--- Start DATA SHOWN ---
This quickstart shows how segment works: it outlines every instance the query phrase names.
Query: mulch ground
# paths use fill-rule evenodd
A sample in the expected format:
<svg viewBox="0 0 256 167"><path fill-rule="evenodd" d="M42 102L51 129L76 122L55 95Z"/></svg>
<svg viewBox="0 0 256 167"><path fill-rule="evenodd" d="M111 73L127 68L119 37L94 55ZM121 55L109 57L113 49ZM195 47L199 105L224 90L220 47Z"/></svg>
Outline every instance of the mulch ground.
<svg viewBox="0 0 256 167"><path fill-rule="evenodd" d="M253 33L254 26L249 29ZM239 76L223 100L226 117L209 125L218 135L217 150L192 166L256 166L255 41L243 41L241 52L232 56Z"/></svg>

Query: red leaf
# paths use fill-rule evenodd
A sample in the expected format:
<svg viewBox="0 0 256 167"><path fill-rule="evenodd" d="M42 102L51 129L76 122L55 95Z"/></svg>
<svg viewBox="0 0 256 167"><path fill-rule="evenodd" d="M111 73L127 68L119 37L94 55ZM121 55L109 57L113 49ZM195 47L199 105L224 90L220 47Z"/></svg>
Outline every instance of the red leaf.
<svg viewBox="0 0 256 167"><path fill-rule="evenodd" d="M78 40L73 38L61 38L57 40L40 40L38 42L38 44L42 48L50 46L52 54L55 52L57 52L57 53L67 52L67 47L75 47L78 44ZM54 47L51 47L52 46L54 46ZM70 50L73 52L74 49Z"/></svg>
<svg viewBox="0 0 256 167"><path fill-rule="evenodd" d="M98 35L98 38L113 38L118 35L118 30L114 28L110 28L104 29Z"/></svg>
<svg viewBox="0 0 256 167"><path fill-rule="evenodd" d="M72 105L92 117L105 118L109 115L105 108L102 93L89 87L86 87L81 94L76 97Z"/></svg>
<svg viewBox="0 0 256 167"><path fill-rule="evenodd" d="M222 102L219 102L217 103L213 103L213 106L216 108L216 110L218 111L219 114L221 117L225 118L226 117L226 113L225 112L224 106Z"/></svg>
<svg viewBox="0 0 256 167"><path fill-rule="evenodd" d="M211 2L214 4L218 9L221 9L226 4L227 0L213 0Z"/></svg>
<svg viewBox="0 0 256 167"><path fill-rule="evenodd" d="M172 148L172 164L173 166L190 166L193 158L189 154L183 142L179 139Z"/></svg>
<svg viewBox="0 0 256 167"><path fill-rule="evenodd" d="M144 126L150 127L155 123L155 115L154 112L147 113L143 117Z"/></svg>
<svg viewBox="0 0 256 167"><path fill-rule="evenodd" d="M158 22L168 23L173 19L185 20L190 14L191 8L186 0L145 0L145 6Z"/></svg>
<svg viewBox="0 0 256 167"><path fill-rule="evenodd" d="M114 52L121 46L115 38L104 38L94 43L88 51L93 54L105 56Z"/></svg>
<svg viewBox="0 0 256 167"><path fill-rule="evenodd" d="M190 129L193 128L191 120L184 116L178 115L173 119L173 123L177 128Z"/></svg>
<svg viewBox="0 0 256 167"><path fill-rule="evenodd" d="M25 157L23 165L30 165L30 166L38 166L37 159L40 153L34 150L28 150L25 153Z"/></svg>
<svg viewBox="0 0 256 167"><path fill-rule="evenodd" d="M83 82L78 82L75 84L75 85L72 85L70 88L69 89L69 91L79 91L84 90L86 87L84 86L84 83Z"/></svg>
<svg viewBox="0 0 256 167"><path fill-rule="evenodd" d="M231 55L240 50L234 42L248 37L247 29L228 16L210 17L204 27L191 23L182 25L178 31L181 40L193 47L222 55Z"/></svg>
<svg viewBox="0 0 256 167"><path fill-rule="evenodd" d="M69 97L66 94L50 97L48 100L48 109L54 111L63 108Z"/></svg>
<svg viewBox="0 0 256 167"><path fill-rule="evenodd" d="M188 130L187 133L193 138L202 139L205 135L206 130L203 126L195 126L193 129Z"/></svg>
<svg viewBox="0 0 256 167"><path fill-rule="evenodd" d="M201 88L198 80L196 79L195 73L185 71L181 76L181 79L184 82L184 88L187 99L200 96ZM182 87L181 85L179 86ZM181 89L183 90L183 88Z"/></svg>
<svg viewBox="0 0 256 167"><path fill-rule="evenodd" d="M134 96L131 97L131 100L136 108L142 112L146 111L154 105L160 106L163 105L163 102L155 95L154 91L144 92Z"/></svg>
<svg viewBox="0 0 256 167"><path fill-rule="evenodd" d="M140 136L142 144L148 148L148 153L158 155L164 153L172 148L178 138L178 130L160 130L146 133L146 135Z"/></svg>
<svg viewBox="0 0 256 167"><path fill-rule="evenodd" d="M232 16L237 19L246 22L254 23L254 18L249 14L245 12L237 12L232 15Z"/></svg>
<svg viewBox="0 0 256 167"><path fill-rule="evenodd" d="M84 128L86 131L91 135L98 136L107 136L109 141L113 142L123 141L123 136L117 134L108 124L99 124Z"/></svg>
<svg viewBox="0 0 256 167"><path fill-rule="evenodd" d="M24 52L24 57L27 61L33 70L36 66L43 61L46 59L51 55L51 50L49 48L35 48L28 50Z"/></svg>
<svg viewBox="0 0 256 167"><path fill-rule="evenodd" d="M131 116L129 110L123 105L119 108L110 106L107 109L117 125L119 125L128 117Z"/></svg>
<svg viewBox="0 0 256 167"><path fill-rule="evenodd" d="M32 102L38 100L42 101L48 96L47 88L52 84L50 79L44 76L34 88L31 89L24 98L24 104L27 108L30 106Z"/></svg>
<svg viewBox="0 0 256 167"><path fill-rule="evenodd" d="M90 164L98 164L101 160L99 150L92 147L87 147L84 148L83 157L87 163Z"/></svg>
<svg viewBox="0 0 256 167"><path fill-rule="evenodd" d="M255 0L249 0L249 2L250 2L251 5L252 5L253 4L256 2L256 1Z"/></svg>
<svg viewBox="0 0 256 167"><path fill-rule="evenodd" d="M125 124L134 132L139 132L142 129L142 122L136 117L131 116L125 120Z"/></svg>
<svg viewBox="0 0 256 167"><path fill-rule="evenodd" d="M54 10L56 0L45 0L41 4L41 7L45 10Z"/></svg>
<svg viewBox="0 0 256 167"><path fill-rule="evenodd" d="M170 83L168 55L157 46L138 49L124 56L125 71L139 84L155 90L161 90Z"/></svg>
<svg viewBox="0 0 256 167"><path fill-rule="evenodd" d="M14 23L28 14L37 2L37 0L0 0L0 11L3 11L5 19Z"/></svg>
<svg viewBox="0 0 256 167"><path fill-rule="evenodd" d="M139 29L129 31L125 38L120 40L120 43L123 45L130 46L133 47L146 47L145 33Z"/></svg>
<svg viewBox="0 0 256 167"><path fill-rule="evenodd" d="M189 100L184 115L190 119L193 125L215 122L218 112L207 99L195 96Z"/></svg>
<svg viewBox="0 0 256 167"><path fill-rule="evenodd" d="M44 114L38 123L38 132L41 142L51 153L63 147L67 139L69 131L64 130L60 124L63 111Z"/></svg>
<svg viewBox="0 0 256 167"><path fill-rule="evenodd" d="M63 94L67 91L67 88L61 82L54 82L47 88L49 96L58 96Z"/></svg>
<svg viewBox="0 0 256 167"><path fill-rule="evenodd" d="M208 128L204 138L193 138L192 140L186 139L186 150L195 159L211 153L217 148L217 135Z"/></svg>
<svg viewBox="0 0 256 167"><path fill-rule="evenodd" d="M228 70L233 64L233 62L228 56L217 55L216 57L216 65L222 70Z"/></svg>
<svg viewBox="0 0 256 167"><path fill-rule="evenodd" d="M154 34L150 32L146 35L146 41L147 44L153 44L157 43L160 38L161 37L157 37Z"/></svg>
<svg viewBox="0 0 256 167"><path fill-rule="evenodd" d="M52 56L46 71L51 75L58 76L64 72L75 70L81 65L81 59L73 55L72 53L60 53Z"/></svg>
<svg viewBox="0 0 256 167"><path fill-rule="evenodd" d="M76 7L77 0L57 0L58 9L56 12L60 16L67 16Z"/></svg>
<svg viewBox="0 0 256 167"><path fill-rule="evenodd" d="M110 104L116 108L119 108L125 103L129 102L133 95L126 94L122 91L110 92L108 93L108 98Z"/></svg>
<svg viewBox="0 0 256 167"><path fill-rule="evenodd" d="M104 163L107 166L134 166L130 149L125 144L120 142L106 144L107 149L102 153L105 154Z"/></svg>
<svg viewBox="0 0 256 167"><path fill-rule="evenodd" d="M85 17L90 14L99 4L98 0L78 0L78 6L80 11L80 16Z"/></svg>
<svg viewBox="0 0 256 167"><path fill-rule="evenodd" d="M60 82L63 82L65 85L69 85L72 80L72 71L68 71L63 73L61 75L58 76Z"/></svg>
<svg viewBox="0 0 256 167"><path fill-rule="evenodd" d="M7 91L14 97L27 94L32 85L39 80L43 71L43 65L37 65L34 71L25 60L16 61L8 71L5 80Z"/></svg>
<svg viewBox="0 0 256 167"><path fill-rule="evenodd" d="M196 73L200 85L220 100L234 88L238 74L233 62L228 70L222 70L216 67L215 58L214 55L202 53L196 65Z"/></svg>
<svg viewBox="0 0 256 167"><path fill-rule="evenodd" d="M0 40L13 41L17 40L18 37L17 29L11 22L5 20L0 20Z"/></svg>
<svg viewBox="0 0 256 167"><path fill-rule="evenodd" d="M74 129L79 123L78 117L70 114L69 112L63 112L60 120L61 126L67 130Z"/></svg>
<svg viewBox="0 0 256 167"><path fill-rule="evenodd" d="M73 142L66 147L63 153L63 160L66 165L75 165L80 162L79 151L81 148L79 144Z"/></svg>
--- End DATA SHOWN ---
▸ GOAL
Reproduce, character for character, the rows from the very first line up to and including the line that contains "33L254 26L249 29ZM239".

▸ WRITTEN ANSWER
This quickstart shows how segment works: it outlines every instance the query phrase names.
Query: mulch ground
# paths use fill-rule evenodd
A sample in the expected format:
<svg viewBox="0 0 256 167"><path fill-rule="evenodd" d="M42 102L51 129L76 122L55 95Z"/></svg>
<svg viewBox="0 0 256 167"><path fill-rule="evenodd" d="M111 73L127 68L119 37L94 55ZM121 55L109 57L113 49ZM195 47L199 105L224 90L220 47Z"/></svg>
Outline every instance of the mulch ground.
<svg viewBox="0 0 256 167"><path fill-rule="evenodd" d="M253 33L254 26L249 29ZM239 76L223 100L226 117L209 125L218 135L217 150L192 166L256 166L255 41L243 41L241 52L232 56Z"/></svg>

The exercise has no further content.